RECORDS FOR THIS EXERCISE:
====================

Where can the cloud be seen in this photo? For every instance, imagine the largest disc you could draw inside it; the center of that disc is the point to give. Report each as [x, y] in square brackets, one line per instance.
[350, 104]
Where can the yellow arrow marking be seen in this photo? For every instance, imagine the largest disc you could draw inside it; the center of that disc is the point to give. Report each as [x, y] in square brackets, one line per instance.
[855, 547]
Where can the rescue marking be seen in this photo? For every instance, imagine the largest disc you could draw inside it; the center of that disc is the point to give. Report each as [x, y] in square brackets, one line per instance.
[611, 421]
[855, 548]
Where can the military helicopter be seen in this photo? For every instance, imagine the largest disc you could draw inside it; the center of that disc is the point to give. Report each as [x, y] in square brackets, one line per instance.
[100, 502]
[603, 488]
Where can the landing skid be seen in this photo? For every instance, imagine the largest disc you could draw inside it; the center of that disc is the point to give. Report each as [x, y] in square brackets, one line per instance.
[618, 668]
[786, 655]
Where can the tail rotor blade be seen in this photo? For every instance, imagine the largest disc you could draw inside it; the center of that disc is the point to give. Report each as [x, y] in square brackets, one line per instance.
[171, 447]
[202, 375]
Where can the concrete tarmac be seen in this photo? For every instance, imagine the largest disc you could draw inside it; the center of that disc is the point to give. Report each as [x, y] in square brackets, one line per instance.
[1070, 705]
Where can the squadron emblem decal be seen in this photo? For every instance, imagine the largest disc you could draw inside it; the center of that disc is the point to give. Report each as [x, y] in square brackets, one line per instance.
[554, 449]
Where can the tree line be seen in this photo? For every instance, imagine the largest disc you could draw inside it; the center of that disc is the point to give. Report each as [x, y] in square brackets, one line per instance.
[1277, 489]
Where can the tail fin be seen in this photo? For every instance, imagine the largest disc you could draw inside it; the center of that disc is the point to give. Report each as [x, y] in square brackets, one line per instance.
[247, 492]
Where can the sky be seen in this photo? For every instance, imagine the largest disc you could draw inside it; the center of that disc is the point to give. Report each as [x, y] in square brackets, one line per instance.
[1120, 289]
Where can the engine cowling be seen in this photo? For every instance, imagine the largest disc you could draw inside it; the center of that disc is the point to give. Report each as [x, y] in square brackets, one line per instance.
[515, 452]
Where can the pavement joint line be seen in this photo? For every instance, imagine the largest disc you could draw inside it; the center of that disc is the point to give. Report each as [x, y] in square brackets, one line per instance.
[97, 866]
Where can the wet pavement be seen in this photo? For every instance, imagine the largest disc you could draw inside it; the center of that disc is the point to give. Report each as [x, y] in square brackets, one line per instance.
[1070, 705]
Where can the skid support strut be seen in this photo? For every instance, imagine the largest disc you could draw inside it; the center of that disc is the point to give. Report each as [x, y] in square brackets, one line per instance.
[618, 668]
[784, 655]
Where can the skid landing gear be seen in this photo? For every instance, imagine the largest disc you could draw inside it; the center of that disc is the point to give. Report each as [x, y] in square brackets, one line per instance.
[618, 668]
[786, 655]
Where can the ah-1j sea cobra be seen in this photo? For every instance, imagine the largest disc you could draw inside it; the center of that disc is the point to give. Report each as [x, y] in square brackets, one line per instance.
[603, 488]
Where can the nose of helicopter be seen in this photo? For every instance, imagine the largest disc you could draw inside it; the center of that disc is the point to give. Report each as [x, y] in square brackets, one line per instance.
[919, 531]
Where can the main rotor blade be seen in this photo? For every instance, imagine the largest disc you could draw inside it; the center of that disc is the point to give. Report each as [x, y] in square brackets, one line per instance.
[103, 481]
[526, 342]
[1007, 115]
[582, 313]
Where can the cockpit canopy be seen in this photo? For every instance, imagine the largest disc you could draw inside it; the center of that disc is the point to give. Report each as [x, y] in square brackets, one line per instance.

====================

YOUR TASK: Repeat every record, keeping each word and mark exactly as it is.

EXERCISE RESULT:
Where can the cloud be seen in this photo? For every instance, imagine the largest disc you could draw inside it; the center of that disc is the point to give. Report each as [x, y] in square brackets, one line per instance.
[350, 104]
Where can the yellow arrow marking be seen in this photo? For every instance, imagine the largest disc you could draw inside it; the center of that disc is the point to give. Report each as [x, y] in square brackets, one line per instance.
[855, 547]
Where can the rescue marking be seen in this photo? For every instance, imagine the largest disc you could draw inside it; the center of that disc is the point to give. Report each as [x, y] in square brackets, one line per instance.
[611, 421]
[855, 548]
Where can the military helicopter be seen in this photo? For every instance, imagine the largest disc you could draw inside it; the center of that disc is the point to give. Report each as [x, y] in square brackets, one line per instance.
[100, 502]
[603, 488]
Where can the landing skid be seen in this photo? For every instance, imagine the largest disc you could draw inside it; the center of that disc is the point to give. Report each as [x, y] in square brackets, one line per instance.
[618, 668]
[786, 655]
Where can the tail rotor blade be seen in this photo? For every instance, imagine the largest disc you could draw inside it; the center of that disc is the point to give. Report each as [x, y] in square brackets, one line per instance.
[171, 447]
[202, 375]
Where can the concrete tarmac be seen in this photo? For every instance, imagine the largest disc you could draw inside it; the center of that disc is the point to give. Report each as [x, y] in square brackets, one line per instance.
[1070, 705]
Where can the squadron emblem decal be seen in this photo? For every instance, imagine the largest disc you could draw inside it; the center of that disc is the point to give. Report each as [x, y] in square brackets, one line per instance.
[554, 449]
Where can the tree line be seen in this photo? For every instance, imagine the largest disc you could draw inside it; the center of that disc is the point to give. Report each as [x, y] in square brackets, one line per instance.
[1277, 489]
Where can the tail fin be seen in this photo? For every instance, imagine the largest disc you could draw inside it; the center of that disc is the point to give. Report each as [x, y] in square brackets, one line per instance.
[247, 492]
Where can the sky be seen in this photo? For every instance, imagine the largest disc you could draw inside it; the center of that disc is the point to give. Report each as [x, y] in square brackets, one line per instance.
[1120, 289]
Where can the engine cowling be seen in this photo? For every instance, imagine the largest disc you could draw inside it; the center of that disc is the point to give. Report each as [x, y] in square brackets, one line per instance.
[515, 452]
Where can the pavement joint line be seen in this photo? For every instance, imagine the largest disc you could draw inside it; the center of that disc is the point to give. Report each as [x, y] in square brackets, one line per instance.
[97, 866]
Where can the wet pavement be seen in this photo? For every instance, imagine the largest disc you could draw inside it; the center of that disc is the point to give. Report each as [x, y] in square brackets, one line per instance.
[1070, 705]
Where can the skid support strut be seen in this photo? For every instance, imagine the largest disc you could draw inside it; the center of that disc is the point to give. Report each as [x, y] in square brackets, one line per instance.
[618, 668]
[784, 655]
Where can the skid landing gear be seen in this photo? For every instance, imagine the largest disc you could draw inside it; the center of that disc is the point to give. Report each as [x, y] in square brackets, one line per instance.
[618, 668]
[786, 655]
Where can the ah-1j sea cobra be seen in this photo? For every instance, imagine the largest disc you could draw inside it; the center of that disc is the point to give. Report each as [x, y] in square brackets, one line per instance.
[603, 488]
Where can the nose of helicopter be seen in this photo? For every instance, imagine the largest disc you could draw inside it; the center of that disc is the point to give. Report each as [x, y] in square brackets, one line per instance.
[919, 531]
Where can the main rotor blade be seen in this photo? For every instance, imagine the largest disc you could draw inside it; the center of that disc is the point to give. Report each as [x, y] in square brackets, one line per instance.
[103, 481]
[526, 342]
[1007, 115]
[582, 313]
Where can the cockpit canopy be seen in this photo? For every instance, imagine the largest disc you could draw inside it; the center of that disc is the point to give. Report each as [x, y] in square brackets, one line per instance.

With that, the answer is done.